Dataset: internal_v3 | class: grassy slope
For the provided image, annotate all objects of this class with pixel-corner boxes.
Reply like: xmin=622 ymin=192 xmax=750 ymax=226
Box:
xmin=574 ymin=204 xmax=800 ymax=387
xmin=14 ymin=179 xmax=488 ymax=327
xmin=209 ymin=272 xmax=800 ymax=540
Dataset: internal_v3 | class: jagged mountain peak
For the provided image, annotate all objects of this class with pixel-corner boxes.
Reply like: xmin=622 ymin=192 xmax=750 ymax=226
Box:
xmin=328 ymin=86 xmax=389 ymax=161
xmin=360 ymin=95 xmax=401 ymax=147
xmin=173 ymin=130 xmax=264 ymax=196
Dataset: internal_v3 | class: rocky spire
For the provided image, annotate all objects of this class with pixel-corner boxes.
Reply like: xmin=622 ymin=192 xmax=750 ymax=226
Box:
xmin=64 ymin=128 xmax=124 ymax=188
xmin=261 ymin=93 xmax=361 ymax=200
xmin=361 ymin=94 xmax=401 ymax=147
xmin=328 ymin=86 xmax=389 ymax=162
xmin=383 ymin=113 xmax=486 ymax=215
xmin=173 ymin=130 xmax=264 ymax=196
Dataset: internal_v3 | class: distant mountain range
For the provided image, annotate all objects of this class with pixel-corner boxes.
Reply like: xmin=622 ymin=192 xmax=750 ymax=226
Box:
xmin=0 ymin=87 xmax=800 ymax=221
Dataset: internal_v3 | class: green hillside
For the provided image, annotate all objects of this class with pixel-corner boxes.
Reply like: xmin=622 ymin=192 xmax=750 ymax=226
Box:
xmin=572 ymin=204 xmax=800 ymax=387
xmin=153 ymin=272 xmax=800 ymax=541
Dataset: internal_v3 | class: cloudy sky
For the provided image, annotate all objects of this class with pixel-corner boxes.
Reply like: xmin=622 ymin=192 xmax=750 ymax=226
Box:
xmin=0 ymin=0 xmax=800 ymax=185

----

● Do this
Update the listing so that each "annotate" becomes "mark", and leave every other character as it is.

● Final result
Dataset: internal_v3 | class: grassy slope
For the provided image, mark all objects of this class with pixel-corner boxes.
Reply like: xmin=622 ymin=192 xmax=750 ymax=226
Box:
xmin=574 ymin=204 xmax=800 ymax=387
xmin=14 ymin=179 xmax=488 ymax=327
xmin=209 ymin=272 xmax=800 ymax=540
Dataset: internal_v3 | class: jagged mountain peak
For the provided image, mark all objects of this class with pixel-corner boxes.
Reply like: xmin=622 ymin=192 xmax=750 ymax=226
Box:
xmin=328 ymin=86 xmax=389 ymax=161
xmin=360 ymin=95 xmax=401 ymax=147
xmin=173 ymin=130 xmax=264 ymax=196
Dataset: internal_v3 | class: rocky spire
For the provided image, mark all objects of this class with pixel-corner boxes.
Reply like: xmin=622 ymin=192 xmax=750 ymax=226
Box:
xmin=64 ymin=128 xmax=124 ymax=188
xmin=261 ymin=93 xmax=361 ymax=200
xmin=361 ymin=94 xmax=401 ymax=147
xmin=328 ymin=86 xmax=389 ymax=162
xmin=383 ymin=113 xmax=486 ymax=215
xmin=173 ymin=130 xmax=264 ymax=196
Dataset: internal_v3 | class: distant mountain range
For the provided image, mark all objects of this class with pixel-corner boxes.
Reply like: xmin=622 ymin=192 xmax=750 ymax=226
Box:
xmin=0 ymin=87 xmax=800 ymax=221
Dataset: internal_v3 | class: green hillside
For the provided image, mark all objects of this class with pixel-corner boxes.
Reply like: xmin=622 ymin=192 xmax=750 ymax=226
Box:
xmin=572 ymin=204 xmax=800 ymax=387
xmin=153 ymin=272 xmax=800 ymax=541
Dataset: internal_v3 | class: cloudy sky
For the provided image, mark all objects of this class with pixel-corner boxes.
Reply like: xmin=622 ymin=192 xmax=750 ymax=226
Box:
xmin=0 ymin=0 xmax=800 ymax=185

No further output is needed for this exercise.